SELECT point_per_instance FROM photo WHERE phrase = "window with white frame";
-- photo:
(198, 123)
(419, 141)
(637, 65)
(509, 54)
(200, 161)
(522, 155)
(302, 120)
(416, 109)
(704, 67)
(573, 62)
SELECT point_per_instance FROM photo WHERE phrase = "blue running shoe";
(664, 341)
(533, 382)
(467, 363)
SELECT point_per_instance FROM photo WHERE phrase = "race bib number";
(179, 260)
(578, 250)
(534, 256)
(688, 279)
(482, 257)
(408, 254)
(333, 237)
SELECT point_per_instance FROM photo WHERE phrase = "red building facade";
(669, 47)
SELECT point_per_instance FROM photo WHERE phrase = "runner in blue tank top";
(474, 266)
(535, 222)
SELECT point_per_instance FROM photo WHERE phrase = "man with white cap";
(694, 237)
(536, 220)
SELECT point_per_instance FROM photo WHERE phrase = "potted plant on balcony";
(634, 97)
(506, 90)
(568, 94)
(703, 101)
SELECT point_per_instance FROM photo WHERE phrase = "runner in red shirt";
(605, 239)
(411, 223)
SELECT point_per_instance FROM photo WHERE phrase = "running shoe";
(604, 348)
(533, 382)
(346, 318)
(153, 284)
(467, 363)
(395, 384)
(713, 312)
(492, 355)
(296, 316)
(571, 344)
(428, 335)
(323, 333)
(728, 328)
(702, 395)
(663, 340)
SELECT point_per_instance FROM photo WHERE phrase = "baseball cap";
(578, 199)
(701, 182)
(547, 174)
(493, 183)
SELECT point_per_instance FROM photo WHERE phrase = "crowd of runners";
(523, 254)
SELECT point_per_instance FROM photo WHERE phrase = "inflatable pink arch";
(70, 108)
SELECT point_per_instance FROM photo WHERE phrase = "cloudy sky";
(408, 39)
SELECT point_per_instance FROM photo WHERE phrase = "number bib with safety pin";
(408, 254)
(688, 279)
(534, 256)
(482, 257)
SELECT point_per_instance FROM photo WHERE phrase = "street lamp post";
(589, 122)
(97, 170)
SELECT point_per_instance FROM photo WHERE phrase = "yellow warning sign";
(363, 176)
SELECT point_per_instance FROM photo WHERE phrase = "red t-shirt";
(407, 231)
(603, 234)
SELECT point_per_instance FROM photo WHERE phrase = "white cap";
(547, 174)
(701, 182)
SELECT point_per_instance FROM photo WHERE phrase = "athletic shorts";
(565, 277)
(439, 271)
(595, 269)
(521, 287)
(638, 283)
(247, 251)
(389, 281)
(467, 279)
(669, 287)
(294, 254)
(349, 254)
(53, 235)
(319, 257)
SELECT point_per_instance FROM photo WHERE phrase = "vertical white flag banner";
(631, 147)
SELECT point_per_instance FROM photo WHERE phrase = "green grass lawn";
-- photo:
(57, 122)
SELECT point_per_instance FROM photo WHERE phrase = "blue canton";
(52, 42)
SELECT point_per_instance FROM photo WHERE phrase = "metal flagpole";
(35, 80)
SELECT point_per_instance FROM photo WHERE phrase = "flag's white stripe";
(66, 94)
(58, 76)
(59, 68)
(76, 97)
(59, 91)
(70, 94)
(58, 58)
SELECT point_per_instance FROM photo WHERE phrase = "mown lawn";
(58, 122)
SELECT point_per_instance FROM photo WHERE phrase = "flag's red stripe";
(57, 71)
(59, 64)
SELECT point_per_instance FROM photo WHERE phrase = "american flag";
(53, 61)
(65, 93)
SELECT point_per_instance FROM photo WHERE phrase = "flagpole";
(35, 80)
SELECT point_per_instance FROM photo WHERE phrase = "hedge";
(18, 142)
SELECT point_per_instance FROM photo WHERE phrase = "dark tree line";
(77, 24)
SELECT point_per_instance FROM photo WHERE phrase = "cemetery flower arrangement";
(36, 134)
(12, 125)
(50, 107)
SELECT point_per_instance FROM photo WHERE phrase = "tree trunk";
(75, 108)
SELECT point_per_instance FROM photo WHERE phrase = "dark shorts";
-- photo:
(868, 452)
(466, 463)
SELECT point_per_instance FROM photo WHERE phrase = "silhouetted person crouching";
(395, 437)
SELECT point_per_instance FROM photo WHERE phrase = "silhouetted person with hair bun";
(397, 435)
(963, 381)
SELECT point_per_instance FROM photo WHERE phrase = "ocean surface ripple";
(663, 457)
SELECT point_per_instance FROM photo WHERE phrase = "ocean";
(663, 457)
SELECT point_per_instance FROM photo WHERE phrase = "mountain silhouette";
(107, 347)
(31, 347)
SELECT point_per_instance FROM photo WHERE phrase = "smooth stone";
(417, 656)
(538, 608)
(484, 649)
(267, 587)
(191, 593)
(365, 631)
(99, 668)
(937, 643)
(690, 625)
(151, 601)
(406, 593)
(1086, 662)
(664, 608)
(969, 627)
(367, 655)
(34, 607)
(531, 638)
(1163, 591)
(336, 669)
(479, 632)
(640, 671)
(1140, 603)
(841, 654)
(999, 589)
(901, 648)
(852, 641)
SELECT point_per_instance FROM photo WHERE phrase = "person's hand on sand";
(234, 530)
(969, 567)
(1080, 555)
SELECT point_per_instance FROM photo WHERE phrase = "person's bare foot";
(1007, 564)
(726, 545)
^^^^^^^^
**Requirements**
Repeat every line of the records above, replacing each "point_per_instance" with "point_per_object" and leaving everything else as it is.

**The result**
SELECT point_per_object FROM photo WHERE phrase = "window with white frame";
-- photo:
(198, 123)
(419, 141)
(637, 65)
(509, 54)
(200, 161)
(522, 155)
(302, 120)
(416, 109)
(704, 67)
(573, 62)
SELECT point_per_object FROM photo WHERE phrase = "blue running shoe";
(664, 341)
(533, 382)
(467, 363)
SELECT point_per_object FROM photo WHERE phrase = "race bib number";
(179, 260)
(578, 250)
(534, 256)
(688, 279)
(482, 257)
(408, 254)
(333, 237)
SELECT point_per_object FROM photo WHERE phrase = "red building facade";
(669, 47)
SELECT point_per_object FROM photo WHERE phrase = "runner in blue tank top";
(474, 266)
(535, 222)
SELECT point_per_object FROM photo WHERE phrase = "man with white cap";
(694, 237)
(536, 220)
SELECT point_per_object FROM photo WHERE phrase = "potted plant on balcony";
(634, 97)
(506, 90)
(568, 94)
(703, 101)
SELECT point_per_object FROM photo WHERE phrase = "runner in red shirt";
(605, 239)
(411, 223)
SELECT point_per_object FROM photo WHERE phrase = "running shoe";
(604, 348)
(533, 382)
(346, 318)
(153, 284)
(467, 363)
(395, 384)
(713, 312)
(492, 355)
(296, 316)
(571, 344)
(428, 335)
(323, 333)
(728, 328)
(702, 395)
(663, 340)
SELECT point_per_object FROM photo WHERE phrase = "baseball cap";
(578, 199)
(701, 182)
(547, 174)
(493, 183)
SELECT point_per_object FROM photo WHERE phrase = "crowd of runners";
(523, 254)
SELECT point_per_object FROM photo WHERE phrase = "inflatable pink arch";
(70, 108)
SELECT point_per_object FROM photo WHERE phrase = "cloudy sky";
(408, 39)
SELECT point_per_object FROM photo WHERE phrase = "number bib with safety pin";
(408, 254)
(688, 279)
(534, 256)
(482, 257)
SELECT point_per_object FROM photo WHERE phrase = "street lamp post";
(589, 122)
(97, 170)
SELECT point_per_object FROM photo WHERE phrase = "yellow warning sign";
(363, 176)
SELECT point_per_object FROM photo WHERE phrase = "red t-shirt";
(407, 231)
(603, 234)
SELECT point_per_object FROM photo WHERE phrase = "white cap";
(547, 174)
(701, 182)
SELECT point_per_object FROM photo WHERE phrase = "athletic shorts";
(565, 277)
(439, 271)
(595, 269)
(521, 287)
(638, 283)
(247, 251)
(389, 281)
(467, 279)
(669, 287)
(294, 254)
(349, 254)
(53, 235)
(319, 257)
SELECT point_per_object FROM photo WHERE phrase = "vertical white flag banner";
(631, 147)
SELECT point_per_object FROM photo WHERE phrase = "green grass lawn";
-- photo:
(57, 122)
SELECT point_per_object FROM photo WHERE phrase = "blue canton";
(52, 42)
SELECT point_per_object FROM photo WHERE phrase = "metal flagpole";
(35, 80)
SELECT point_per_object FROM photo WHERE phrase = "flag's white stripe";
(66, 94)
(58, 76)
(59, 68)
(76, 97)
(59, 91)
(70, 94)
(58, 58)
SELECT point_per_object FROM photo WHERE phrase = "mown lawn";
(58, 122)
SELECT point_per_object FROM photo WHERE phrase = "flag's red stripe";
(57, 71)
(59, 64)
SELECT point_per_object FROM photo WHERE phrase = "american flag";
(53, 61)
(65, 93)
SELECT point_per_object FROM photo WHERE phrase = "flagpole";
(35, 80)
SELECT point_per_object FROM photo WHERE phrase = "hedge";
(18, 142)
SELECT point_per_object FROM photo WHERE phrase = "dark tree line";
(77, 24)
SELECT point_per_object FROM photo WHERE phrase = "cemetery flower arrangement";
(36, 134)
(12, 125)
(50, 107)
SELECT point_per_object FROM photo WHERE phrase = "tree trunk";
(75, 108)
SELECT point_per_object FROM photo WHERE phrase = "dark shorts";
-- photo:
(868, 452)
(466, 463)
SELECT point_per_object FROM photo WHERE phrase = "silhouetted person crouching";
(395, 437)
SELECT point_per_object FROM photo WHERE phrase = "silhouetted person with hair bun";
(397, 435)
(963, 381)
SELECT point_per_object FROM photo WHERE phrase = "ocean surface ripple";
(663, 457)
SELECT point_per_object FROM photo WHERE phrase = "ocean";
(663, 457)
SELECT point_per_object FROM photo WHERE phrase = "mountain silhouette";
(107, 347)
(31, 347)
SELECT point_per_object FROM photo WHERE phrase = "smooth stone";
(417, 656)
(538, 608)
(484, 649)
(267, 587)
(191, 593)
(365, 631)
(99, 668)
(937, 643)
(690, 625)
(151, 601)
(406, 593)
(1086, 662)
(664, 608)
(969, 627)
(367, 655)
(34, 607)
(531, 638)
(1163, 591)
(336, 669)
(479, 632)
(640, 671)
(1140, 603)
(841, 654)
(999, 589)
(901, 648)
(852, 641)
SELECT point_per_object FROM photo WHERE phrase = "person's hand on sand";
(234, 530)
(969, 567)
(1080, 555)
SELECT point_per_object FROM photo WHERE phrase = "person's bare foot";
(1007, 564)
(726, 545)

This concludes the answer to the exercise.